- **SELECTION**:
I have a function $P = P(n,m)$ that has positive and negative values in regions of an $(n,m)$ plot. However the function is only valid for some constraint $\sigma=\sigma(n,m)$.

I have tried to do this in two ways but neither really highlights the boundary of where the function takes positive and negative values. The first way is using

ContourPlot[P, {n, 0, 5}, {m, 0, 5}, PlotLegends -> Automatic, FrameLabel -> Automatic, PlotRange -> All, Contours -> 100, RegionFunction -> Function[{n, m}, sigma > 0], ColorFunction -> "GreenPinkTones"]

but doing it this way results in the following which does not really highlight the boundary between positive and negative.

- **EXTRACTED MATERIAL**:
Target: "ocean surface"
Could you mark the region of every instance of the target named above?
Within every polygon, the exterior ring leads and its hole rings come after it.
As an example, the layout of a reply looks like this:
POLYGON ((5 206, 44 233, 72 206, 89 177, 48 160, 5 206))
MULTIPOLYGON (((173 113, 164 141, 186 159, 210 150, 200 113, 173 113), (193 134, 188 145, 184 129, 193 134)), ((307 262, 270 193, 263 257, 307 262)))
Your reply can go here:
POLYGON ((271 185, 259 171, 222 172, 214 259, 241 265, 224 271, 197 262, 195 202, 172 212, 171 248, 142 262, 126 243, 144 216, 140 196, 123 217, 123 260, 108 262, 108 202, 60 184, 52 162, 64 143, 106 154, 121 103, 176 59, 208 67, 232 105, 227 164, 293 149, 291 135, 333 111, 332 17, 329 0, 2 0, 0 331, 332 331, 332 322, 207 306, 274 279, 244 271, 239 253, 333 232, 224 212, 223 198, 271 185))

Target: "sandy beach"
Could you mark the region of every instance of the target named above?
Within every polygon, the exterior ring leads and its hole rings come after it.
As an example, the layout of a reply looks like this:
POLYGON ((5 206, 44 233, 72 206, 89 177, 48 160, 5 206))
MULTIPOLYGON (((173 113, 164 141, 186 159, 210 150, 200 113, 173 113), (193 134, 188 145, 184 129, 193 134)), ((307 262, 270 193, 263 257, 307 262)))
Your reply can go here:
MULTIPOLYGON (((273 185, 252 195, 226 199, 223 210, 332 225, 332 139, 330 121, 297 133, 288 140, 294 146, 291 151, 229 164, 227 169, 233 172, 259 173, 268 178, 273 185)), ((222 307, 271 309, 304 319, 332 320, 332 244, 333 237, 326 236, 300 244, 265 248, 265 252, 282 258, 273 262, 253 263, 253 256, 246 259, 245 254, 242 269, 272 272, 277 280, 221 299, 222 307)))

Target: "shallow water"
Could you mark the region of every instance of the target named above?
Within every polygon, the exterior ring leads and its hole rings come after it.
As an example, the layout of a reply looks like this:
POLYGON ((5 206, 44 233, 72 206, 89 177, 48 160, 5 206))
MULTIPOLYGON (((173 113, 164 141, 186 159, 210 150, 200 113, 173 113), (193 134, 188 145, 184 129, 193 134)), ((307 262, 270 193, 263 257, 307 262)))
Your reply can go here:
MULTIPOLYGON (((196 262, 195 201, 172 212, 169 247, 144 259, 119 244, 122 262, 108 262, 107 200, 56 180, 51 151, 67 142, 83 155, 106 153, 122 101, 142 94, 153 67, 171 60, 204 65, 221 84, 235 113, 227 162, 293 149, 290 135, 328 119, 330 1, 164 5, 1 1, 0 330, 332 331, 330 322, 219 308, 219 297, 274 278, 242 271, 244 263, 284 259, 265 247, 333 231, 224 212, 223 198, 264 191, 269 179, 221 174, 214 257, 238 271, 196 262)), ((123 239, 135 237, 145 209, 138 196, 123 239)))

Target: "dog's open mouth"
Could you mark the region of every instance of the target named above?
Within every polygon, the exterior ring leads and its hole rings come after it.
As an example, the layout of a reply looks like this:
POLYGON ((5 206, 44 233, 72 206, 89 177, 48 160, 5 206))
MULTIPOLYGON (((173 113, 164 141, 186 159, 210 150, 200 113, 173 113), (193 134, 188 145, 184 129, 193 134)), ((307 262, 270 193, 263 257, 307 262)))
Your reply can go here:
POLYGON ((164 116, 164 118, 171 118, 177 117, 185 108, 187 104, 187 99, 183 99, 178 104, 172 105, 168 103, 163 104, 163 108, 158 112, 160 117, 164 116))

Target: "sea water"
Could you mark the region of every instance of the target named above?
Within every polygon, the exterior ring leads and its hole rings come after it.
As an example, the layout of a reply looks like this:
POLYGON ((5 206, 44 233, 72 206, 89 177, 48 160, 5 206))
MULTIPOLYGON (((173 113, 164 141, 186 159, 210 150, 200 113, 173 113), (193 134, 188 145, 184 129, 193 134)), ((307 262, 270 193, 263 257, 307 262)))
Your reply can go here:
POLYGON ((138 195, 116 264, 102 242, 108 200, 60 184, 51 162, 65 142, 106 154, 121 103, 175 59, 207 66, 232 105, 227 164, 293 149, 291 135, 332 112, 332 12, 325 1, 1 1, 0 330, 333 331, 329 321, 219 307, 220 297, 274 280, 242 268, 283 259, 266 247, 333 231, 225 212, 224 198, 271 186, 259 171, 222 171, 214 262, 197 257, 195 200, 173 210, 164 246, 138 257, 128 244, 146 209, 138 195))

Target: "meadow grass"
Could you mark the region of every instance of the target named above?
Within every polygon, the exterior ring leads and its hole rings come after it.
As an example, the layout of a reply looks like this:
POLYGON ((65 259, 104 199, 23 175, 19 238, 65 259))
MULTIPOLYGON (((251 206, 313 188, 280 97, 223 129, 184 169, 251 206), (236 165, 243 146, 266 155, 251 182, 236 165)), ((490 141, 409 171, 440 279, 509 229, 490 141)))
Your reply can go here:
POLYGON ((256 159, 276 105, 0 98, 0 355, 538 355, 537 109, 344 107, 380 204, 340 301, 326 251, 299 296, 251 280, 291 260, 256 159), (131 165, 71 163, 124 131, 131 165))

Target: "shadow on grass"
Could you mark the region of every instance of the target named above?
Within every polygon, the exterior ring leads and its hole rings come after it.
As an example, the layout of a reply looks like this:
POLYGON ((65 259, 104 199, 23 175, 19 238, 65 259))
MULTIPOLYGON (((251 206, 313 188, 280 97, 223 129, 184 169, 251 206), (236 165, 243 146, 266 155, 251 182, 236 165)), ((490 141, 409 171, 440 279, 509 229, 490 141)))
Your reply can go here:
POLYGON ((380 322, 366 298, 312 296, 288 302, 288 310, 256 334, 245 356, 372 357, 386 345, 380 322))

- **EXERCISE BRIEF**: Duplicate the contour plot post from "I have tried" to "positive and negative.". Rely only on the contour plot post, not on the records.

- **WRITTEN RESPONSE**:
I have tried to do this in two ways but neither really highlights the boundary of where the function takes positive and negative values. The first way is using

ContourPlot[P, {n, 0, 5}, {m, 0, 5}, PlotLegends -> Automatic, FrameLabel -> Automatic, PlotRange -> All, Contours -> 100, RegionFunction -> Function[{n, m}, sigma > 0], ColorFunction -> "GreenPinkTones"]

but doing it this way results in the following which does not really highlight the boundary between positive and negative.